Written problem
Return every one of the lines below word for word, changing nothing.

Pointing records:
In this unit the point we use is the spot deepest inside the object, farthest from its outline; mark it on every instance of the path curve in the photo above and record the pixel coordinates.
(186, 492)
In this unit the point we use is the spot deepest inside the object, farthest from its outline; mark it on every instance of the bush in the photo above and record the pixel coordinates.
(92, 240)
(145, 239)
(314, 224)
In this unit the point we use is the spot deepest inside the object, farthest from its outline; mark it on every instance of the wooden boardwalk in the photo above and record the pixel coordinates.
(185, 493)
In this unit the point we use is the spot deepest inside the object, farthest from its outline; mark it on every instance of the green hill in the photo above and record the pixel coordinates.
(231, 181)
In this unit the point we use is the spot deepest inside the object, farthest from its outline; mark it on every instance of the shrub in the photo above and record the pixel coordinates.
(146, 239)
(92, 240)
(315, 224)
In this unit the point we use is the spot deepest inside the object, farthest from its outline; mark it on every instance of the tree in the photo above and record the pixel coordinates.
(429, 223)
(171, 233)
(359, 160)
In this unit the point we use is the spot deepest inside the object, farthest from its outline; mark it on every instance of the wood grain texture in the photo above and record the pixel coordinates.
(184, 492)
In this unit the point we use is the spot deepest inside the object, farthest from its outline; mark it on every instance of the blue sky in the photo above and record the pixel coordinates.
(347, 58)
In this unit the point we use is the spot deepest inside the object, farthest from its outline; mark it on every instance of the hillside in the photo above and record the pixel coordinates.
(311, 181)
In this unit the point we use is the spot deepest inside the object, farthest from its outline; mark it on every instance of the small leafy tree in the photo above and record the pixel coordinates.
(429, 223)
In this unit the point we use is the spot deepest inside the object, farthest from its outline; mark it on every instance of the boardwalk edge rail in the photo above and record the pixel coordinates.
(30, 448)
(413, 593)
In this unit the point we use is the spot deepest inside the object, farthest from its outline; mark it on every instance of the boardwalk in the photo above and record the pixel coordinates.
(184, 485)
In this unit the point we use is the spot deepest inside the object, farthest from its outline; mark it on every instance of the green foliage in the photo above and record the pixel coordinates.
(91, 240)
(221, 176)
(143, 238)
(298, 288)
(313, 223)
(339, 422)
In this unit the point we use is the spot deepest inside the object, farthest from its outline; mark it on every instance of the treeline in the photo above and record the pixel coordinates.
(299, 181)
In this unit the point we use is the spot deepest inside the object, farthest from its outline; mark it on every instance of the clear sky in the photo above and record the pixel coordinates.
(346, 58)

Written solution
In this unit the point we use is the spot deepest inside the object, farthest from its outline; mark it on every instance of the path curve in the photo above and record the pixel coordinates.
(186, 492)
In this unit the point we use is the spot deepest inside the object, farthest from its outline; mark it on every instance of the bush in the photo above and record the pixel coordinates.
(92, 240)
(145, 239)
(314, 224)
In this unit the point we use is the spot deepest inside the object, farthest from its outline; mark it on every instance of the wooden boardwalk in the photo above and record the pixel coordinates.
(185, 493)
In this unit the point we use is the spot deepest inside the object, farthest from its outline; mark it on every instance of the green hill in the photo above and record the pixel coordinates.
(231, 181)
In this unit the point we use is the spot deepest inside the object, farthest from its outline; mark it on every instance of the shrub in the photo above and record the pixel coordinates.
(146, 239)
(92, 240)
(315, 224)
In this unit the point we use is the spot deepest inside the object, farthest from its outline; mark it on every instance of the tree in the photo above and record the pixel coordinates.
(429, 223)
(171, 233)
(359, 160)
In this unit the point we use is the spot deepest inside the object, farthest from its outline; mark it on every instance of the wood grain texture in the photo above and record the pixel coordinates.
(184, 492)
In this unit the point we use is the spot deepest inside the object, farthest from its outline; mark it on every instance of the blue sky in the photo above and record the pixel coordinates.
(347, 58)
In this unit the point we use is the spot deepest inside the object, farthest from its outline; mark it on every instance of the hillside in the photo above and record the pixel coordinates.
(311, 181)
In this unit the point we use is the spot deepest inside the object, farthest from its outline; mark it on every instance of the small leafy tree in the photo above and record the pixel coordinates.
(429, 223)
In this unit the point we use is the spot deepest inside the object, farthest from its outline; mark it on every instance of the boardwalk edge rail in the photo above and record the pixel coordinates.
(30, 448)
(413, 593)
In this unit the point we use is the spot deepest inside the object, farthest from its outline; mark it on every instance of the boardwalk in the photo above and record the pixel coordinates.
(184, 485)
In this unit the point we use is the spot deepest inside the object, farthest from its outline; mark it on every instance of the green foliage in the photo above and record the pixel coordinates.
(91, 240)
(221, 176)
(143, 238)
(298, 288)
(313, 223)
(339, 422)
In this unit the point we use is the spot deepest inside the object, farthest from its outline; mark it on every instance of the treeline in the photo above and record the pixel coordinates.
(299, 181)
In this unit the point we use is the spot deepest inside the object, farthest from its outline; mark it on every instance of the clear sky in the photo above and record the pixel coordinates.
(346, 58)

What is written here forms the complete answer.